***** DOCUMENT SECTION *****
Setting min_silence_duration_ms above 800ms can make the system feel sluggish — the player has to wait a noticeable amount of time after finishing a sentence before the transcription appears. Values between 300 and 500 are a good balance.


Short words like "yes" or "no" get dropped

Symptom: Very short utterances are ignored. The player says "yes" and nothing happens.

Why: The min_speech_duration_ms is longer than the utterance itself. A quick "yes" might only be 150 -- 200ms of voiced audio, which falls below the default 250ms onset threshold.

Fix:

  • Lower min_speech_duration_ms from 250 to 100 -- 150. This allows shorter bursts of speech to register.
  • Optionally lower threshold to 0.4 if the short words are also quiet.
***** DATA SHOWN *****
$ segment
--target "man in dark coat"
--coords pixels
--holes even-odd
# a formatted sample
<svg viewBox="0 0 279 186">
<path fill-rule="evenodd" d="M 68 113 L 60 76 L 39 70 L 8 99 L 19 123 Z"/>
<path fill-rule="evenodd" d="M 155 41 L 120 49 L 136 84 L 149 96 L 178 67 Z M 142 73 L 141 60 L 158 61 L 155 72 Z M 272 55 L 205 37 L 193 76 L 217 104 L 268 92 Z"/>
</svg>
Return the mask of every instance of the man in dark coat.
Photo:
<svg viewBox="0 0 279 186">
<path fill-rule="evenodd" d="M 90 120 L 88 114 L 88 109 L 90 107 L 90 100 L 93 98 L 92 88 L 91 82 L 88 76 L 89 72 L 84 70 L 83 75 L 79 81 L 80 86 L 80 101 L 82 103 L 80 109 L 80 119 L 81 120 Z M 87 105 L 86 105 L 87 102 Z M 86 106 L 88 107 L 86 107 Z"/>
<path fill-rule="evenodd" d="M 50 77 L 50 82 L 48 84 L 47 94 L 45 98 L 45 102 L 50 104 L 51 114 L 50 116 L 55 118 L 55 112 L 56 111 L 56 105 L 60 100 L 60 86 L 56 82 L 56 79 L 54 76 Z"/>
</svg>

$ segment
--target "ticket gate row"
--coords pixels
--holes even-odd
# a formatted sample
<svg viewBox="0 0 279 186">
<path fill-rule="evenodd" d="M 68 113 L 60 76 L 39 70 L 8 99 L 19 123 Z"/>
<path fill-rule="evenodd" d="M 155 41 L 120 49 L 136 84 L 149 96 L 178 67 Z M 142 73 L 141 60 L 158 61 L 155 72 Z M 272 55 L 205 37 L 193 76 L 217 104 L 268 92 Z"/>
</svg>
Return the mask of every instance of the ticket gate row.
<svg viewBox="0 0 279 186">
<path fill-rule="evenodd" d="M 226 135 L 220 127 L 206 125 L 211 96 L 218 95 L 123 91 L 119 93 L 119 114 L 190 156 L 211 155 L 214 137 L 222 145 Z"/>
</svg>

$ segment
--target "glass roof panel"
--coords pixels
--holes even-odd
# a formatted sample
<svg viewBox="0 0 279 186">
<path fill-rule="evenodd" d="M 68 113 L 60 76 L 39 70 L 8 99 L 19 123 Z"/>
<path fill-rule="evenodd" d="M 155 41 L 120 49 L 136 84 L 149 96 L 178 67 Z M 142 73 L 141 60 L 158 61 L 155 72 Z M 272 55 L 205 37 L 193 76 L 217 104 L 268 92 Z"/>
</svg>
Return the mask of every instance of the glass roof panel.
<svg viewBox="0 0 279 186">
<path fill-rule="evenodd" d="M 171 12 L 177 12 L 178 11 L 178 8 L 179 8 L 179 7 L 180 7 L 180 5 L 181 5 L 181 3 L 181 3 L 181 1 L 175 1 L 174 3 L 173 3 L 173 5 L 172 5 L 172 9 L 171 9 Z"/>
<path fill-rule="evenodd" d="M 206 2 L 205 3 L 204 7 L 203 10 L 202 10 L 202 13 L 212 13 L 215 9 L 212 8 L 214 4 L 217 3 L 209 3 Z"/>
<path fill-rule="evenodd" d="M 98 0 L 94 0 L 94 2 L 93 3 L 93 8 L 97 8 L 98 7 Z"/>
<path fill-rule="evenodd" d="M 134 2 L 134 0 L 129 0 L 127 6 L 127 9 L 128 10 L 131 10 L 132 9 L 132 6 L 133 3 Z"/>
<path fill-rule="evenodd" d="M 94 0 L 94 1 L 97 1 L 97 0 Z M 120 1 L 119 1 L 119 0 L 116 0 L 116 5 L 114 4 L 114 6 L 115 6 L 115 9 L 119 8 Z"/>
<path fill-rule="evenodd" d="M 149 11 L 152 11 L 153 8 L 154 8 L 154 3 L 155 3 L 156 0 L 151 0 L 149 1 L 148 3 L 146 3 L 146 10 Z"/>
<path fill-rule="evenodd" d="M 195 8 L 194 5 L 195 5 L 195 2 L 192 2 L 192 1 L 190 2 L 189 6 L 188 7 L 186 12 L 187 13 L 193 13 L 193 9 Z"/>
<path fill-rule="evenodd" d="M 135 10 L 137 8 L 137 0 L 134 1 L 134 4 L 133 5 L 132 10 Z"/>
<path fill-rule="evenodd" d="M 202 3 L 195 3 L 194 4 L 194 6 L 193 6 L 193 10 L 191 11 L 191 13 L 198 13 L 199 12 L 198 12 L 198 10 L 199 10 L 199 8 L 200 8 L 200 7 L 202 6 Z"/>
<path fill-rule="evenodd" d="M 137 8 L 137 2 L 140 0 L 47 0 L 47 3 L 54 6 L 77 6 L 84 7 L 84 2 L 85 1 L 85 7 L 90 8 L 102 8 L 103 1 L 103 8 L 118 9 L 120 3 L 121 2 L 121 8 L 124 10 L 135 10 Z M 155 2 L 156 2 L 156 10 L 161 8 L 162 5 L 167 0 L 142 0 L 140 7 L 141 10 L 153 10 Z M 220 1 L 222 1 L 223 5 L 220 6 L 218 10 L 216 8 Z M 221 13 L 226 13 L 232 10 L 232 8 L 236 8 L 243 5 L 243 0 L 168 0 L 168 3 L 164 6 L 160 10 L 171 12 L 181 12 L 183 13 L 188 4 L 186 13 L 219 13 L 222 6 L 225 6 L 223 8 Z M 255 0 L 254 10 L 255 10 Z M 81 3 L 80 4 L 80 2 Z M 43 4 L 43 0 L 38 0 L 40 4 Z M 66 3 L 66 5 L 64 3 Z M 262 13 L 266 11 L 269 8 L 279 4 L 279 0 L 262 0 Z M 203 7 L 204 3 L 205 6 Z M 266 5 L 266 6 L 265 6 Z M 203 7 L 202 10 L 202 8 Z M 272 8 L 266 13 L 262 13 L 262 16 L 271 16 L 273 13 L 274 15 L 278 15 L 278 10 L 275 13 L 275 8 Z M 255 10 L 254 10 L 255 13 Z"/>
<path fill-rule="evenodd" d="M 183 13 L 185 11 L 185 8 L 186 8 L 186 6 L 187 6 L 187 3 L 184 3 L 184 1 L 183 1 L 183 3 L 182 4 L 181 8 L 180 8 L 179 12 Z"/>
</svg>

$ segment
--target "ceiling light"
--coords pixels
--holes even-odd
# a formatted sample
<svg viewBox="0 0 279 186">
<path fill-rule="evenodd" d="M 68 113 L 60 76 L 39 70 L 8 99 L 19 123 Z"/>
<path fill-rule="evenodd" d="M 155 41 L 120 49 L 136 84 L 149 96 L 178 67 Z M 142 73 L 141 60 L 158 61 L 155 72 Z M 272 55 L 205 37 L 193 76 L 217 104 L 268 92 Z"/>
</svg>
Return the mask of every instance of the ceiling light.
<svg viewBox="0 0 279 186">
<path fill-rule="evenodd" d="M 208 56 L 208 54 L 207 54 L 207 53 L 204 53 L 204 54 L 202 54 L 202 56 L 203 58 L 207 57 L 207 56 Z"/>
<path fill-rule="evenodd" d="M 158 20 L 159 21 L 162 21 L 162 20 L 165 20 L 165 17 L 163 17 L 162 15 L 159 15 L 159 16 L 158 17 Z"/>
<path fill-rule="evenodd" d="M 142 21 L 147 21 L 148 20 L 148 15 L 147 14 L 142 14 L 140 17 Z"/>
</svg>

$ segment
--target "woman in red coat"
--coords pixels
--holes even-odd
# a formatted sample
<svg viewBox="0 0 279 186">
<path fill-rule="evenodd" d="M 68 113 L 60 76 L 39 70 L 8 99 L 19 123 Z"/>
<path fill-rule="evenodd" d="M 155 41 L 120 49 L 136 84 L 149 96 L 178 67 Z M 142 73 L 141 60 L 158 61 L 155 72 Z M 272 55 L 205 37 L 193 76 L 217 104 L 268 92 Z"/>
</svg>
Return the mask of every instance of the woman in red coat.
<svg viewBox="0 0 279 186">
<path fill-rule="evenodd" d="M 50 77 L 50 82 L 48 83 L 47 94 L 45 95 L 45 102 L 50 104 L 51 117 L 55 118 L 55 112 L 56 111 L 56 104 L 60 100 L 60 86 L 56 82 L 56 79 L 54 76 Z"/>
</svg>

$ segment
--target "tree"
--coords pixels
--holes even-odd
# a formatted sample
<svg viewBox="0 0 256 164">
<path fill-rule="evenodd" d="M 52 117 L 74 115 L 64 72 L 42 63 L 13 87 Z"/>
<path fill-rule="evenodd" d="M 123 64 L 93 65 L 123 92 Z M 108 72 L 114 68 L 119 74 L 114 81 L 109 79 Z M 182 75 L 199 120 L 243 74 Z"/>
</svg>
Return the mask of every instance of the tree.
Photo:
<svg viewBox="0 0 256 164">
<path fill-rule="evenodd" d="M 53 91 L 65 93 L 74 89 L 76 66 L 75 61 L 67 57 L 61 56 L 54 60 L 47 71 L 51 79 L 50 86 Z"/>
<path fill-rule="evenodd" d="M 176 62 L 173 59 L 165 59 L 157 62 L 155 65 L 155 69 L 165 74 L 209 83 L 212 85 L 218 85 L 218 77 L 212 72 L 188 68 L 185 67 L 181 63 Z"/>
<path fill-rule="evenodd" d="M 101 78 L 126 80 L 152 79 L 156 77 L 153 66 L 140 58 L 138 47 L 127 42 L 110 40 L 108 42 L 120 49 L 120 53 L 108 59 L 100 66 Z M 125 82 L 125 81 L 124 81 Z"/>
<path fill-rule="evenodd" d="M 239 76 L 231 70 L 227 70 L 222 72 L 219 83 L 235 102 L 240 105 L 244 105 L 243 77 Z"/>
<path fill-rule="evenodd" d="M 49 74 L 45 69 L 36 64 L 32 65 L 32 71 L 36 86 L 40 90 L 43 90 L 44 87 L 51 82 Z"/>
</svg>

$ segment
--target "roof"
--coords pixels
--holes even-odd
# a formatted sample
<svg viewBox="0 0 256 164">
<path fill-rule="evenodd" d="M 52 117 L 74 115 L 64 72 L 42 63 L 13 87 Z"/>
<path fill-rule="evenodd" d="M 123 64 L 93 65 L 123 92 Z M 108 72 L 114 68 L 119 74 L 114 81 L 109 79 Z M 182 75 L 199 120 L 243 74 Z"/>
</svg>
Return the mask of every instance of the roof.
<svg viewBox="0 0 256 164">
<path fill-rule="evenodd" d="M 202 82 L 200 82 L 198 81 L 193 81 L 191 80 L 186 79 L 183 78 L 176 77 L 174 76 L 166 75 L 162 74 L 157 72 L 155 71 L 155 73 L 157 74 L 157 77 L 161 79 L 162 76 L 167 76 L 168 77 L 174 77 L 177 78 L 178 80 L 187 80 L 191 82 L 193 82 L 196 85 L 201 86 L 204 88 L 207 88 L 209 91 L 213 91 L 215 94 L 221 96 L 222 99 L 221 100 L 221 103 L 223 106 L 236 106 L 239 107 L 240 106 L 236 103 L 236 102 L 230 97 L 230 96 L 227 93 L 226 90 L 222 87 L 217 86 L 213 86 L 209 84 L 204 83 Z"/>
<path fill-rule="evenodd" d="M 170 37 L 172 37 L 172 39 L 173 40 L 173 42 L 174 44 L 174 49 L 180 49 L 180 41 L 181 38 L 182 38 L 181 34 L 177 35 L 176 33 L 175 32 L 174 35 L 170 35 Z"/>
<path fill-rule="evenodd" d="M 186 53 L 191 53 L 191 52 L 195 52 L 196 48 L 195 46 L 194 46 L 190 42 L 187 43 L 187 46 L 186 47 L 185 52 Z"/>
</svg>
*****
Reproduce the stretch of the text on speech detection settings from "Setting min_silence_duration_ms above" through "a good balance.". The records are separate material and are not part of the text on speech detection settings.

→ **RESULT OF THIS TASK**:
Setting min_silence_duration_ms above 800ms can make the system feel sluggish — the player has to wait a noticeable amount of time after finishing a sentence before the transcription appears. Values between 300 and 500 are a good balance.